Your assignment. Print out the whole listing below exactly as it is written.
──────── Working data
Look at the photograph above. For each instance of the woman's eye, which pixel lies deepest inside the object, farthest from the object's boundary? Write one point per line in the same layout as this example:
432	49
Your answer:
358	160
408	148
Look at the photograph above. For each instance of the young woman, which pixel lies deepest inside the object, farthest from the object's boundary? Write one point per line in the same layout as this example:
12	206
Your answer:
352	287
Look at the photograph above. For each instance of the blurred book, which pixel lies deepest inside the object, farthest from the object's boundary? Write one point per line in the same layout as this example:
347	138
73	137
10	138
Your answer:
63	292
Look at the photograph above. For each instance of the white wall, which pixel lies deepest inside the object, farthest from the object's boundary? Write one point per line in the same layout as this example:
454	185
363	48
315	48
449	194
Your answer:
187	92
────────────────
Written solution.
Look at the photograph above. For each instance of the woman's eye, which pixel lies deepest inside the object, farthest from the object's boundary? Write one point per line in the same layout as this example:
432	49
Your answer:
358	160
408	148
Look at the photograph above. For each instance of the young woman, which pixel lies deepest inside the object, farthest from the object's boundary? Write one point per line in the same layout as this example:
12	206
Your answer:
352	287
Look at the photograph above. For each instance of the blurred book, which pixel lies deepest inside the object, farthest from the object's boundary? Write one point per line in the same layout as this example:
347	138
73	137
10	138
Your answer:
63	292
Look at the photograph above. For each instance of the white wall, which pixel lies deepest inside the object, farthest from the object's boundary? Write one point per line in the same layout as this example:
454	185
363	48
315	48
449	194
Your answer:
187	92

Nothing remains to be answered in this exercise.